▸ **EXERCISE OBJECTIVE**: Copy the records starting at the line that contains "Where can the brown" and ending at the line that contains "pixel 181 48", swapping "instance" for "occurrence" and changing nothing else.

▸ **MATERIAL FOR THIS EXERCISE**:
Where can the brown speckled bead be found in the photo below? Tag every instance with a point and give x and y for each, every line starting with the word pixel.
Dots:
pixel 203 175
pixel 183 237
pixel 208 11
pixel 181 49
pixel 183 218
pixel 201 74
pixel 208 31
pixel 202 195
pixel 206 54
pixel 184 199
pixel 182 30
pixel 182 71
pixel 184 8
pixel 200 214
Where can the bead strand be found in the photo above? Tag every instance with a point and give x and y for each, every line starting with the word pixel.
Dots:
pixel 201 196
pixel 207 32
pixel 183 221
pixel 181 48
* * *
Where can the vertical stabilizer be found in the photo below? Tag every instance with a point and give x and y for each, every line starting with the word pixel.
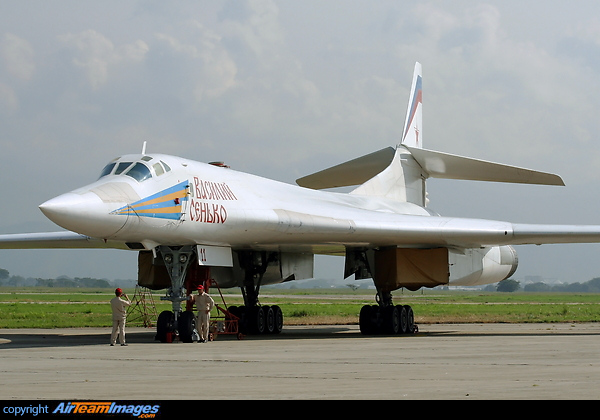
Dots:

▸ **ANSWER FOR THIS EXERCISE**:
Where can the brown speckled bead be found in the photo below? Tag every occurrence with a point and give x and y for each, every line starting with the word pixel.
Dots:
pixel 203 175
pixel 183 237
pixel 208 11
pixel 181 49
pixel 183 218
pixel 201 74
pixel 208 31
pixel 202 195
pixel 206 54
pixel 184 199
pixel 182 30
pixel 182 71
pixel 184 8
pixel 200 214
Where can the bead strand be found in the photo above? Tag every occurrence with a point and give x and y for each, every line starting with the word pixel.
Dots:
pixel 201 196
pixel 207 32
pixel 183 221
pixel 181 48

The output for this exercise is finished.